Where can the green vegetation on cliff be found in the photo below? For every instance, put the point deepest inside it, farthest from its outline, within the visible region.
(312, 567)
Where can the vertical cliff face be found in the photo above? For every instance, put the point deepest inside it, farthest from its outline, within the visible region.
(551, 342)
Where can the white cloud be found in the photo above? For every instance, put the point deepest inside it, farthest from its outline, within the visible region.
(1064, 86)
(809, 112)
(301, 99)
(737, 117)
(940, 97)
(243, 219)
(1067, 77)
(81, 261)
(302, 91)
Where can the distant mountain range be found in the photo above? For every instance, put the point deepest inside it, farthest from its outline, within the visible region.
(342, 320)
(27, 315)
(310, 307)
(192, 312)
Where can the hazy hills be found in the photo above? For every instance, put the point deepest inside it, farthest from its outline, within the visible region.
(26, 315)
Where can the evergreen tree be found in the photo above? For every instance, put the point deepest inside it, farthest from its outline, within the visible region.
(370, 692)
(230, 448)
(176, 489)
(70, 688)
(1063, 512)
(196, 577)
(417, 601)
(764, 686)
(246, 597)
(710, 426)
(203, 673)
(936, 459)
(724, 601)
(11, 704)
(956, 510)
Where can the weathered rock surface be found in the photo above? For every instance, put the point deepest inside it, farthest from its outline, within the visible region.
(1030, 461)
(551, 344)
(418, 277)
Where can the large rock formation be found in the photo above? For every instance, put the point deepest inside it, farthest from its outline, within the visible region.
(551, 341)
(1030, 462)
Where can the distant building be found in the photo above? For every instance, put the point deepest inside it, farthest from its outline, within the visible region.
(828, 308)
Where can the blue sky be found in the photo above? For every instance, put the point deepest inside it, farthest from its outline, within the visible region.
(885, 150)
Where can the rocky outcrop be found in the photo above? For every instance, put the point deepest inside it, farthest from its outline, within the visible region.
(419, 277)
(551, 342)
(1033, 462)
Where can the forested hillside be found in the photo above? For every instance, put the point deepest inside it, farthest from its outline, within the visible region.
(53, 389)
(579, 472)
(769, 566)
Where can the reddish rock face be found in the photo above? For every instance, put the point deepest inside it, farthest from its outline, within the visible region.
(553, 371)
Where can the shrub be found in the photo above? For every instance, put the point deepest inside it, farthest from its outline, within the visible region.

- WORK TO COMPLETE -
Put every one of the entries above into a Markdown table, with a column named Row for the row number and a column named Entry for the line itself, leaving out any blank lines.

- SOLUTION TO THE PROBLEM -
| Row | Entry |
|---|---|
| 1 | Where can the green vegetation on cliff be found in the photo below? For every instance, put the point deepest inside it, farthest from its outline, within the visible region. |
| 2 | (312, 567) |
| 3 | Where can the vertical cliff face be found in the photo above? For every instance, put the point deepest inside it, farthest from its outline, within the visible region. |
| 4 | (551, 342) |
| 5 | Where can the white cloud be found in the photo above? For every instance, put the point deepest inside it, farthest from its outline, within the visible region. |
| 6 | (1064, 86) |
| 7 | (809, 112) |
| 8 | (301, 99) |
| 9 | (737, 117) |
| 10 | (940, 97) |
| 11 | (243, 219) |
| 12 | (1067, 77) |
| 13 | (81, 261) |
| 14 | (302, 91) |
| 15 | Where can the distant mountain range be found in the photo above? For every instance, put the point deepest inside it, farthest from its outline, within the visible region. |
| 16 | (342, 320) |
| 17 | (27, 315) |
| 18 | (310, 307) |
| 19 | (192, 312) |
| 20 | Where can the hazy hills be found in the photo above? For every instance, put the point deepest inside it, farthest from its outline, within the visible region. |
| 21 | (26, 315) |
| 22 | Where can the evergreen tree be found in the photo above? For every instance, put the point deepest inside it, farthest from its outline, within the visible region. |
| 23 | (370, 692) |
| 24 | (230, 448) |
| 25 | (176, 489) |
| 26 | (70, 688) |
| 27 | (1063, 512) |
| 28 | (196, 577) |
| 29 | (417, 601) |
| 30 | (764, 686) |
| 31 | (246, 597) |
| 32 | (710, 426) |
| 33 | (203, 673) |
| 34 | (936, 459) |
| 35 | (724, 601) |
| 36 | (11, 704) |
| 37 | (956, 510) |
| 38 | Where can the weathered rock surface be found in the photo above? For every instance, put the point deepest inside it, farthest from its outline, within the visible region. |
| 39 | (1030, 461) |
| 40 | (551, 344) |
| 41 | (418, 277) |
| 42 | Where can the large rock formation be found in the photo above? For every instance, put the point deepest inside it, farthest from its outline, within the visible region. |
| 43 | (551, 341) |
| 44 | (1030, 462) |
| 45 | Where can the distant building be found in the photo above? For every instance, put the point deepest inside it, farthest from its outline, within the visible region. |
| 46 | (828, 308) |
| 47 | Where can the blue sky be found in the photo above? For every instance, put the point deepest inside it, farthest from its outline, within the visible region. |
| 48 | (885, 150) |
| 49 | Where can the rocky outcrop be found in the photo above? For every instance, put the point deepest inside it, farthest from its outline, within the visible region. |
| 50 | (419, 277) |
| 51 | (551, 342) |
| 52 | (1033, 462) |
| 53 | Where can the forested hillside be found in the photo above? For every instance, put the point deepest inside it, farthest from its outline, within the visible region. |
| 54 | (53, 389) |
| 55 | (579, 472) |
| 56 | (769, 566) |
| 57 | Where can the reddish rock face be found in the photo above? For every instance, put the point deepest inside it, farthest from its outline, within the visible region. |
| 58 | (553, 371) |
| 59 | Where can the shrub be found in the photo above? For every instance, put the point deepest inside it, farthest from its outline, within the visible region. |